## Set problem
List each line below that contains the word "table", matching case exactly.

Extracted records
**********

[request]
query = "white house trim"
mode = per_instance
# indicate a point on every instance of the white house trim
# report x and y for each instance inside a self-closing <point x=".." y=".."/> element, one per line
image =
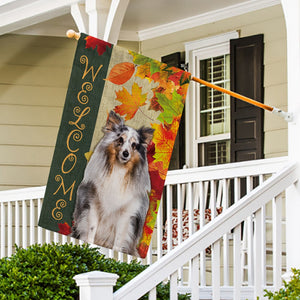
<point x="114" y="20"/>
<point x="80" y="16"/>
<point x="291" y="10"/>
<point x="16" y="16"/>
<point x="206" y="18"/>
<point x="195" y="50"/>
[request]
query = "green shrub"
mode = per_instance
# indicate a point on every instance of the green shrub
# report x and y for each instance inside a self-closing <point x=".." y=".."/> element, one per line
<point x="46" y="272"/>
<point x="290" y="291"/>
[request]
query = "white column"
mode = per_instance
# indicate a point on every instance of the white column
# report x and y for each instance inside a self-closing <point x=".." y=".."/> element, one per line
<point x="96" y="285"/>
<point x="98" y="11"/>
<point x="292" y="17"/>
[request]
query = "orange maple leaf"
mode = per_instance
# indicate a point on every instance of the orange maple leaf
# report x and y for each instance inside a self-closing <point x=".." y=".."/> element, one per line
<point x="164" y="138"/>
<point x="130" y="102"/>
<point x="121" y="73"/>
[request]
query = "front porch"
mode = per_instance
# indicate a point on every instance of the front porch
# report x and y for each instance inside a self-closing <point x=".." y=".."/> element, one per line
<point x="236" y="255"/>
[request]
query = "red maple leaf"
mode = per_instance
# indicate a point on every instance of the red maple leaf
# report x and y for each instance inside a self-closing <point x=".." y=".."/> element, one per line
<point x="94" y="43"/>
<point x="64" y="228"/>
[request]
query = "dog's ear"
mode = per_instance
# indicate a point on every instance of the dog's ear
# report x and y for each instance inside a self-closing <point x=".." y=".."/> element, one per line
<point x="113" y="121"/>
<point x="146" y="134"/>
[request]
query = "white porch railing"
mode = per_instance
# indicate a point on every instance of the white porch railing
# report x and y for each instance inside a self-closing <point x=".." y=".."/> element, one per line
<point x="250" y="206"/>
<point x="187" y="191"/>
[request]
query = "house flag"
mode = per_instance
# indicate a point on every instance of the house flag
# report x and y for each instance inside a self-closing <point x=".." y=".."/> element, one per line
<point x="118" y="128"/>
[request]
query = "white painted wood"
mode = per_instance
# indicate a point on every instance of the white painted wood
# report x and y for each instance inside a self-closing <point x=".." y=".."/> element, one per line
<point x="173" y="286"/>
<point x="80" y="17"/>
<point x="17" y="223"/>
<point x="48" y="240"/>
<point x="194" y="282"/>
<point x="31" y="12"/>
<point x="24" y="224"/>
<point x="205" y="18"/>
<point x="114" y="20"/>
<point x="258" y="287"/>
<point x="212" y="201"/>
<point x="9" y="229"/>
<point x="179" y="228"/>
<point x="32" y="222"/>
<point x="229" y="219"/>
<point x="291" y="10"/>
<point x="263" y="246"/>
<point x="2" y="231"/>
<point x="249" y="232"/>
<point x="152" y="294"/>
<point x="40" y="230"/>
<point x="230" y="171"/>
<point x="96" y="283"/>
<point x="237" y="266"/>
<point x="277" y="241"/>
<point x="215" y="257"/>
<point x="225" y="205"/>
<point x="169" y="217"/>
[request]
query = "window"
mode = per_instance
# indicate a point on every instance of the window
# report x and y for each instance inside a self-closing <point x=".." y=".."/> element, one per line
<point x="208" y="110"/>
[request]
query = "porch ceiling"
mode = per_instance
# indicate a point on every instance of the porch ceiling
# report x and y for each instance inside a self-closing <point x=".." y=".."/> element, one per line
<point x="143" y="19"/>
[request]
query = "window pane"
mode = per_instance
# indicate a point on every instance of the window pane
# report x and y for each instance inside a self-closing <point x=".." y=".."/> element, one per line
<point x="213" y="153"/>
<point x="214" y="105"/>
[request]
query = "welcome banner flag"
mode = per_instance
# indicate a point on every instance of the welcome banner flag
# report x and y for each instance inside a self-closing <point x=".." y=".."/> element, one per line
<point x="119" y="124"/>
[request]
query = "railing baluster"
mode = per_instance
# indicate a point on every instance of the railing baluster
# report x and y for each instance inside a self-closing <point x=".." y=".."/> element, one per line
<point x="48" y="240"/>
<point x="202" y="219"/>
<point x="173" y="286"/>
<point x="212" y="200"/>
<point x="152" y="294"/>
<point x="190" y="208"/>
<point x="2" y="223"/>
<point x="258" y="287"/>
<point x="24" y="224"/>
<point x="17" y="223"/>
<point x="237" y="189"/>
<point x="225" y="237"/>
<point x="159" y="231"/>
<point x="32" y="222"/>
<point x="40" y="230"/>
<point x="249" y="183"/>
<point x="237" y="267"/>
<point x="179" y="228"/>
<point x="277" y="240"/>
<point x="9" y="229"/>
<point x="195" y="278"/>
<point x="215" y="261"/>
<point x="169" y="217"/>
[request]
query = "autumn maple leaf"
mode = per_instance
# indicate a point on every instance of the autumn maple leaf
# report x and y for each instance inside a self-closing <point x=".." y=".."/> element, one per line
<point x="121" y="73"/>
<point x="130" y="102"/>
<point x="171" y="108"/>
<point x="164" y="138"/>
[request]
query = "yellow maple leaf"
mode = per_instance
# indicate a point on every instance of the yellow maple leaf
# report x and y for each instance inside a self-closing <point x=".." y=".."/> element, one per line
<point x="130" y="102"/>
<point x="164" y="138"/>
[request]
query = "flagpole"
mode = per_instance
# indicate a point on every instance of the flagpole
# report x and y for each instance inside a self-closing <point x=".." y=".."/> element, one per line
<point x="287" y="116"/>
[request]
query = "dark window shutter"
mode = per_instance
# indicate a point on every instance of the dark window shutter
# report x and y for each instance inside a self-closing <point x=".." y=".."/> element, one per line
<point x="246" y="72"/>
<point x="178" y="155"/>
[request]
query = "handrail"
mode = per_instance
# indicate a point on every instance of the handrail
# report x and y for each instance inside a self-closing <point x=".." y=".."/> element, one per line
<point x="241" y="169"/>
<point x="230" y="170"/>
<point x="207" y="235"/>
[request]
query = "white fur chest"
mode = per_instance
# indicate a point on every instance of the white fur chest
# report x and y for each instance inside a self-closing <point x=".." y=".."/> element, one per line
<point x="115" y="191"/>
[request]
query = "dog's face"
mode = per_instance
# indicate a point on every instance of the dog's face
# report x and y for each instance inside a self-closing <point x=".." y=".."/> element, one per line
<point x="127" y="144"/>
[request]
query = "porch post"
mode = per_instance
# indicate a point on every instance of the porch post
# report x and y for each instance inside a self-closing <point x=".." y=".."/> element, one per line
<point x="292" y="18"/>
<point x="96" y="285"/>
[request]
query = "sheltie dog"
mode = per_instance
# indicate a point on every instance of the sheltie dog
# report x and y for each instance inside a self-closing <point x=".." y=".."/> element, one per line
<point x="112" y="199"/>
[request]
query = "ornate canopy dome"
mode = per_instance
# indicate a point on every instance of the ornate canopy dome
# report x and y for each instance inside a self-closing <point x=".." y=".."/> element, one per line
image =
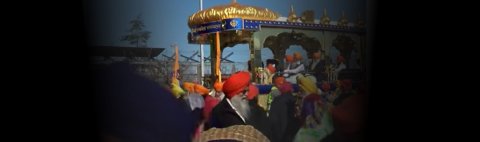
<point x="232" y="10"/>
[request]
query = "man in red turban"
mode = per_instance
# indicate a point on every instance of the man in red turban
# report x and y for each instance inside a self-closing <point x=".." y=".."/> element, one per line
<point x="234" y="108"/>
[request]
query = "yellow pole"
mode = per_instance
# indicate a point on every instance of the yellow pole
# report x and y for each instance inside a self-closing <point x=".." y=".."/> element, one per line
<point x="217" y="45"/>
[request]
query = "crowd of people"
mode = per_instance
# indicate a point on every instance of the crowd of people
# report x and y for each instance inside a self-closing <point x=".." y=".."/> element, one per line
<point x="134" y="108"/>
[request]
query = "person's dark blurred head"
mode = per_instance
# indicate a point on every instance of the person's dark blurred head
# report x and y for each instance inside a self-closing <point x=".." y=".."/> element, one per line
<point x="133" y="108"/>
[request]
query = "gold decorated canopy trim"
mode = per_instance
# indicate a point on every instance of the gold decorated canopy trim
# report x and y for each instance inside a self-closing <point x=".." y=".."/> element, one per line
<point x="232" y="10"/>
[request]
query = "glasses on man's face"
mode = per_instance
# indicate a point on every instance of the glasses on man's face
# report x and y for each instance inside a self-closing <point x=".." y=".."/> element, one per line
<point x="245" y="92"/>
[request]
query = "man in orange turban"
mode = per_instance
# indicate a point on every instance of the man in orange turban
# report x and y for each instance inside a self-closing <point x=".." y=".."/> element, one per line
<point x="211" y="102"/>
<point x="234" y="108"/>
<point x="282" y="113"/>
<point x="294" y="68"/>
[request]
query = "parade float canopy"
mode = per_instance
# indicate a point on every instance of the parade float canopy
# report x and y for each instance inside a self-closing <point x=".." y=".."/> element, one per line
<point x="232" y="10"/>
<point x="237" y="17"/>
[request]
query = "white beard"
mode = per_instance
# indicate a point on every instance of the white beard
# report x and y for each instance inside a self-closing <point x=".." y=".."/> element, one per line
<point x="241" y="105"/>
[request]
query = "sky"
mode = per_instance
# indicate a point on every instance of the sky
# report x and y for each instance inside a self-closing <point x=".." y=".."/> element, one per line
<point x="108" y="20"/>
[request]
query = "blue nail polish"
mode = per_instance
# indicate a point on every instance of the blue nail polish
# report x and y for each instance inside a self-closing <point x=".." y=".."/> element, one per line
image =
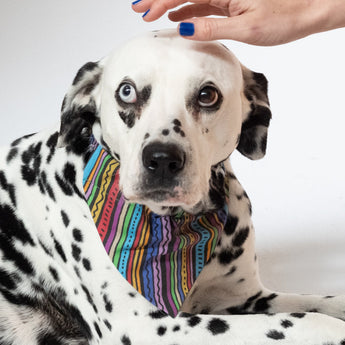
<point x="186" y="29"/>
<point x="146" y="13"/>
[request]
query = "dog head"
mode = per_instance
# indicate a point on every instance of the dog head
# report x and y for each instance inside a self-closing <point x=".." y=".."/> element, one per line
<point x="169" y="109"/>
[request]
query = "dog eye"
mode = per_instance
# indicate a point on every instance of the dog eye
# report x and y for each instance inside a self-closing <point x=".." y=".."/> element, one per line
<point x="128" y="93"/>
<point x="208" y="96"/>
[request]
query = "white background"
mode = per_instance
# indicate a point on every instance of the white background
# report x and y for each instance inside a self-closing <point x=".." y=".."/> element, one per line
<point x="297" y="190"/>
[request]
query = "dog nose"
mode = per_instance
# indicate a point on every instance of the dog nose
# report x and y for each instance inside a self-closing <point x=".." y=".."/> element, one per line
<point x="163" y="160"/>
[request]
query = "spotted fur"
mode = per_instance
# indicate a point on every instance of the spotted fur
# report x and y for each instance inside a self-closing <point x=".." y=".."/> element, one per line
<point x="57" y="285"/>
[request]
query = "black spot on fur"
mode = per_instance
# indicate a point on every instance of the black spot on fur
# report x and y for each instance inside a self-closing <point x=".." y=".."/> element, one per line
<point x="98" y="330"/>
<point x="217" y="326"/>
<point x="19" y="140"/>
<point x="76" y="251"/>
<point x="8" y="187"/>
<point x="298" y="315"/>
<point x="89" y="298"/>
<point x="7" y="280"/>
<point x="286" y="323"/>
<point x="45" y="186"/>
<point x="51" y="144"/>
<point x="158" y="314"/>
<point x="231" y="225"/>
<point x="54" y="273"/>
<point x="12" y="227"/>
<point x="276" y="335"/>
<point x="12" y="154"/>
<point x="177" y="122"/>
<point x="262" y="304"/>
<point x="176" y="328"/>
<point x="88" y="67"/>
<point x="161" y="330"/>
<point x="227" y="256"/>
<point x="240" y="237"/>
<point x="59" y="249"/>
<point x="48" y="338"/>
<point x="128" y="118"/>
<point x="77" y="235"/>
<point x="69" y="173"/>
<point x="194" y="321"/>
<point x="231" y="271"/>
<point x="125" y="340"/>
<point x="177" y="129"/>
<point x="65" y="218"/>
<point x="87" y="264"/>
<point x="65" y="187"/>
<point x="107" y="323"/>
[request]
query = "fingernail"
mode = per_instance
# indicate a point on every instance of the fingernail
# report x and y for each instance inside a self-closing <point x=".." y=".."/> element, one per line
<point x="186" y="29"/>
<point x="146" y="13"/>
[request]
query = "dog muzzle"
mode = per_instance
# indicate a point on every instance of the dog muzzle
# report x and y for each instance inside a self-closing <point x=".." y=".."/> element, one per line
<point x="160" y="256"/>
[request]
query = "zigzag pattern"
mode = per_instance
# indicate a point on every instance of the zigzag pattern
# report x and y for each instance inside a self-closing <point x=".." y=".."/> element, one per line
<point x="161" y="256"/>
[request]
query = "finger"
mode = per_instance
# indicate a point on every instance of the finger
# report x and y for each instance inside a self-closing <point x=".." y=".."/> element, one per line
<point x="192" y="11"/>
<point x="156" y="8"/>
<point x="141" y="6"/>
<point x="207" y="29"/>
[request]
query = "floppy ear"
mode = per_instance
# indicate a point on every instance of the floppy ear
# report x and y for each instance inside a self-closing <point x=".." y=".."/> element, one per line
<point x="80" y="107"/>
<point x="256" y="116"/>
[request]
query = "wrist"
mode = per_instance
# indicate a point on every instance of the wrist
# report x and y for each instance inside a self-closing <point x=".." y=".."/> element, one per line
<point x="323" y="15"/>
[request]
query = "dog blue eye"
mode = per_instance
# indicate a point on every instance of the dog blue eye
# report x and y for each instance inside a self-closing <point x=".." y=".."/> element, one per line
<point x="208" y="96"/>
<point x="128" y="93"/>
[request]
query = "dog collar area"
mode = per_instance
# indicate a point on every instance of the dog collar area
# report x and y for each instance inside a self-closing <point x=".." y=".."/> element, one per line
<point x="160" y="256"/>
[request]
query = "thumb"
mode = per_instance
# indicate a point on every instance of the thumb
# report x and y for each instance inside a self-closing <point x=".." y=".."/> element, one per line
<point x="208" y="29"/>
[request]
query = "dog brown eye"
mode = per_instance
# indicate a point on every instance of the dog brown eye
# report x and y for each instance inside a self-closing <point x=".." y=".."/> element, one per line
<point x="208" y="96"/>
<point x="128" y="93"/>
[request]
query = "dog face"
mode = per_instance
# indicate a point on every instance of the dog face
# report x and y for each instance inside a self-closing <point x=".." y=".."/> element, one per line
<point x="169" y="109"/>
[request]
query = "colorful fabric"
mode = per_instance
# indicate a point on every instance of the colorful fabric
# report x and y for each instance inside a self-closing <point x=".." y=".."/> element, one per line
<point x="161" y="256"/>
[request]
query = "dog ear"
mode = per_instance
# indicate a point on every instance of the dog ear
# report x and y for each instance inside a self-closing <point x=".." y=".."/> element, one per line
<point x="80" y="107"/>
<point x="256" y="115"/>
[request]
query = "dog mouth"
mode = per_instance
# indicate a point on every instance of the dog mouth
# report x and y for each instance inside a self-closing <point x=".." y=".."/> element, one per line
<point x="163" y="197"/>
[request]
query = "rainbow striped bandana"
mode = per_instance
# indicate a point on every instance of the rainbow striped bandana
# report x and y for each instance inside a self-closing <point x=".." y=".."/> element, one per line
<point x="160" y="256"/>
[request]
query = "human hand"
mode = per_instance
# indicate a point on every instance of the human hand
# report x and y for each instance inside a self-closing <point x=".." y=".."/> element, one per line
<point x="258" y="22"/>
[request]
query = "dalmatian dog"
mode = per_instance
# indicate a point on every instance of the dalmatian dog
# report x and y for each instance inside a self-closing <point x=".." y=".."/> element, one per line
<point x="171" y="111"/>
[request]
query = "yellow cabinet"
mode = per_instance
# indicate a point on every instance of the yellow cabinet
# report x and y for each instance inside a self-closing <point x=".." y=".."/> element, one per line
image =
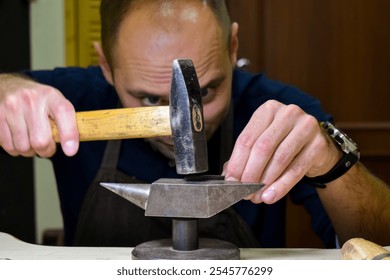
<point x="82" y="25"/>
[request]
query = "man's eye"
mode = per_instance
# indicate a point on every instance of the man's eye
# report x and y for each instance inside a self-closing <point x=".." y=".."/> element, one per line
<point x="151" y="100"/>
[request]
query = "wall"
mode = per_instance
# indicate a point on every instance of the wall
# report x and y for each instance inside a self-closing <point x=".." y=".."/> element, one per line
<point x="47" y="51"/>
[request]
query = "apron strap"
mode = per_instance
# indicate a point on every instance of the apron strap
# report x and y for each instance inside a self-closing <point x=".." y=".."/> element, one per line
<point x="111" y="155"/>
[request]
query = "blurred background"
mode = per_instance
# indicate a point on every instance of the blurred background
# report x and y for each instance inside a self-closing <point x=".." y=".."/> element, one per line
<point x="337" y="51"/>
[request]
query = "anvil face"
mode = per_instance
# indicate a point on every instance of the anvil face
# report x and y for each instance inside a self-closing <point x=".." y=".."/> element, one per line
<point x="178" y="198"/>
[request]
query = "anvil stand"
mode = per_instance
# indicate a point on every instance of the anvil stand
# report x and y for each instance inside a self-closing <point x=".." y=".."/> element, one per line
<point x="190" y="200"/>
<point x="186" y="245"/>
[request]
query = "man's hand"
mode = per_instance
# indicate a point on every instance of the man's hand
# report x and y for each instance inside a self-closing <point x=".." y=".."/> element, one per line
<point x="278" y="147"/>
<point x="25" y="110"/>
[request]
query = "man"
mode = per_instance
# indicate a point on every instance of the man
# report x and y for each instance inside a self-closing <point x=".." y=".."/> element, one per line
<point x="278" y="138"/>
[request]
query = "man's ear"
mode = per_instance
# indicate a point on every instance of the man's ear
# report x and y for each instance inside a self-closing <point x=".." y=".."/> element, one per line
<point x="104" y="64"/>
<point x="234" y="43"/>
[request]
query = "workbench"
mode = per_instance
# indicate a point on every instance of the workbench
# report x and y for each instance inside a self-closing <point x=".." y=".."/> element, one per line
<point x="12" y="248"/>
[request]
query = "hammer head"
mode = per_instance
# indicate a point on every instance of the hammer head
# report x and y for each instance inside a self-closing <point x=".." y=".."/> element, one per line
<point x="186" y="113"/>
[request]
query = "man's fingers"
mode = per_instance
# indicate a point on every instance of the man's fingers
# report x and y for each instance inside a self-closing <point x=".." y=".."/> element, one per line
<point x="64" y="115"/>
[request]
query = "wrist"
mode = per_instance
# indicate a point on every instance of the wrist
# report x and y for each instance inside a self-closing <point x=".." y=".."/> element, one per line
<point x="350" y="155"/>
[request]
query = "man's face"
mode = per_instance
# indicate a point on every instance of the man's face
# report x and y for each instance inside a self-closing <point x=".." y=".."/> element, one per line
<point x="146" y="48"/>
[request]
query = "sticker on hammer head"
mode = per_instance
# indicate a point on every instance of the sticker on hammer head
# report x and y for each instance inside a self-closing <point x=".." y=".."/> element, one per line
<point x="197" y="119"/>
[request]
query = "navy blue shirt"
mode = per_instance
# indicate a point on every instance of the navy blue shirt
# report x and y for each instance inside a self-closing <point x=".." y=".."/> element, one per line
<point x="87" y="89"/>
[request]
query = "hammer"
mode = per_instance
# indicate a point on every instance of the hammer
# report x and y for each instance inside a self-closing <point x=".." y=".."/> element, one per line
<point x="182" y="119"/>
<point x="193" y="197"/>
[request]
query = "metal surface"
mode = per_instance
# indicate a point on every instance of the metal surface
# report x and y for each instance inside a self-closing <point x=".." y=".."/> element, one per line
<point x="187" y="228"/>
<point x="209" y="249"/>
<point x="178" y="198"/>
<point x="188" y="132"/>
<point x="196" y="196"/>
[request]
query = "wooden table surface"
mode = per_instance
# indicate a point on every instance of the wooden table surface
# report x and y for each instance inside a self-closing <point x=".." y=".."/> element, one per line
<point x="12" y="248"/>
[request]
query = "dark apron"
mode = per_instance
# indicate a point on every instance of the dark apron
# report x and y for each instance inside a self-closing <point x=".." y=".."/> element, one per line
<point x="106" y="219"/>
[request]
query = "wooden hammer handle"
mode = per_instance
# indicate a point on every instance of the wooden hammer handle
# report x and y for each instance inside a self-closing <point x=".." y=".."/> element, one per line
<point x="361" y="249"/>
<point x="140" y="122"/>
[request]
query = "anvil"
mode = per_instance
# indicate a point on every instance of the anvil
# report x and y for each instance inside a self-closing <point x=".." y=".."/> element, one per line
<point x="193" y="197"/>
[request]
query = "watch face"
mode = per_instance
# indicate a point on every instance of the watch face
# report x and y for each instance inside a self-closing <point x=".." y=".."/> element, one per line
<point x="346" y="144"/>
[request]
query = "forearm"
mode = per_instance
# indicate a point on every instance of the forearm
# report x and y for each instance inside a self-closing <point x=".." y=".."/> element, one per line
<point x="359" y="206"/>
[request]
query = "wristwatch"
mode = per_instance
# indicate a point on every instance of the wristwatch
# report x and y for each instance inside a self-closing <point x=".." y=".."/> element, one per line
<point x="351" y="155"/>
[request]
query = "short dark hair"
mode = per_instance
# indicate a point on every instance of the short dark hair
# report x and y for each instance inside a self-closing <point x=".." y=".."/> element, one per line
<point x="112" y="13"/>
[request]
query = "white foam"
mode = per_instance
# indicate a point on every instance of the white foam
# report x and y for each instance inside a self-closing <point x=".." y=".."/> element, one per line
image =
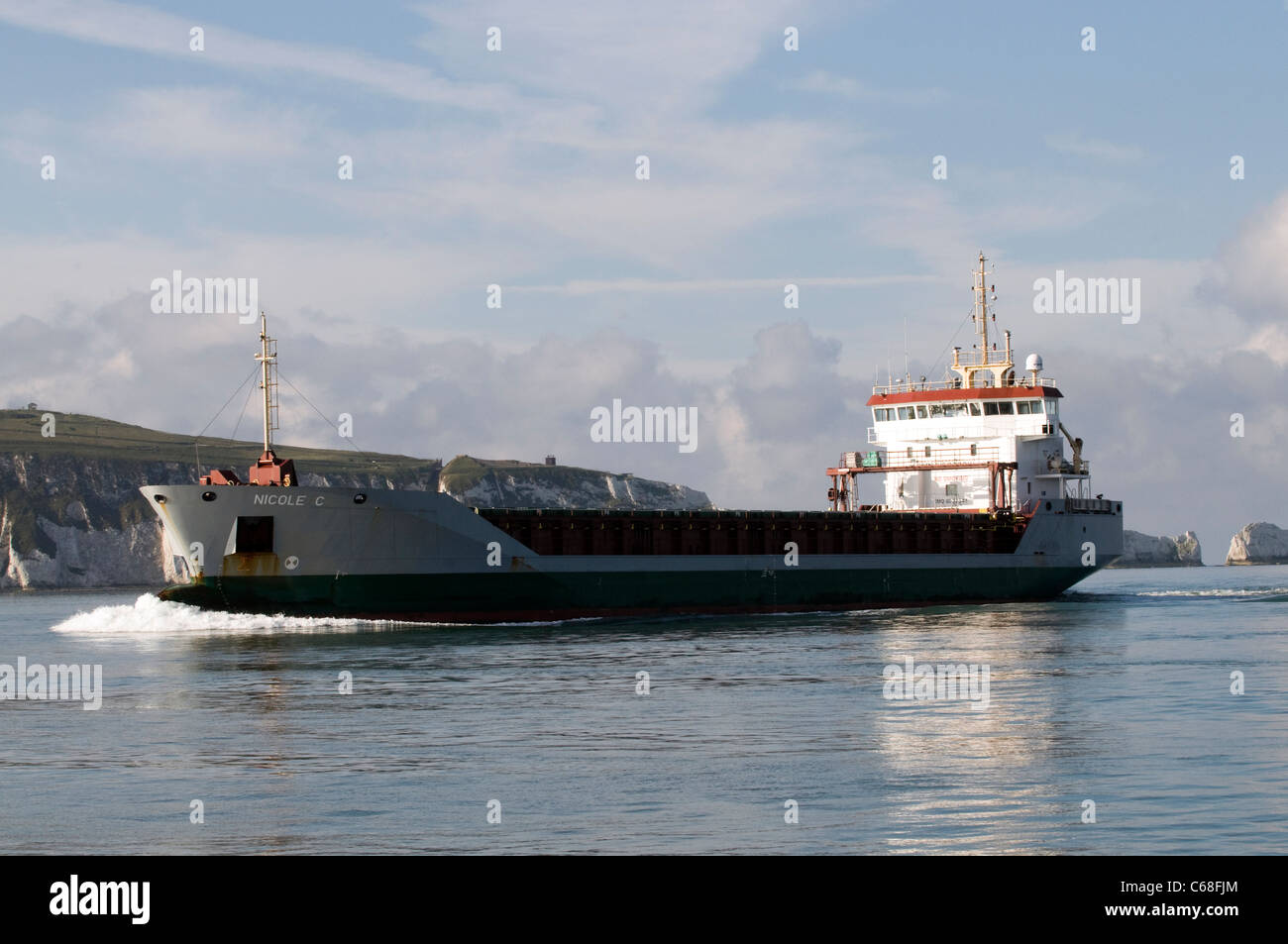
<point x="151" y="616"/>
<point x="1265" y="591"/>
<point x="154" y="616"/>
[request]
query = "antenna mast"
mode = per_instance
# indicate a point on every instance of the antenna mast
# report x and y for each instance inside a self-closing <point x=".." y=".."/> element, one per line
<point x="999" y="369"/>
<point x="267" y="359"/>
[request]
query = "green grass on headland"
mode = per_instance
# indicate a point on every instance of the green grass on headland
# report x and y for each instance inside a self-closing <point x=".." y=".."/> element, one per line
<point x="93" y="437"/>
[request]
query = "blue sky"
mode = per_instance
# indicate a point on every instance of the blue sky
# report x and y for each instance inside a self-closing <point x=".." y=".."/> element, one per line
<point x="768" y="166"/>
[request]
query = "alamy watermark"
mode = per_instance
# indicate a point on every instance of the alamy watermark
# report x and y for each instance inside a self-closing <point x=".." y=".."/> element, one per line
<point x="926" y="682"/>
<point x="179" y="295"/>
<point x="1077" y="295"/>
<point x="645" y="425"/>
<point x="39" y="682"/>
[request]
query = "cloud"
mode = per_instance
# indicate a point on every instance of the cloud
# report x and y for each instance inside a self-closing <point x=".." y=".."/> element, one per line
<point x="128" y="26"/>
<point x="842" y="86"/>
<point x="1096" y="149"/>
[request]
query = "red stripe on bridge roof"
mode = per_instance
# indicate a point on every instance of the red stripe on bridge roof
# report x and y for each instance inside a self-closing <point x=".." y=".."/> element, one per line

**********

## Reply to the exercise
query = "wooden table surface"
# indicate a point on every instance of the wooden table surface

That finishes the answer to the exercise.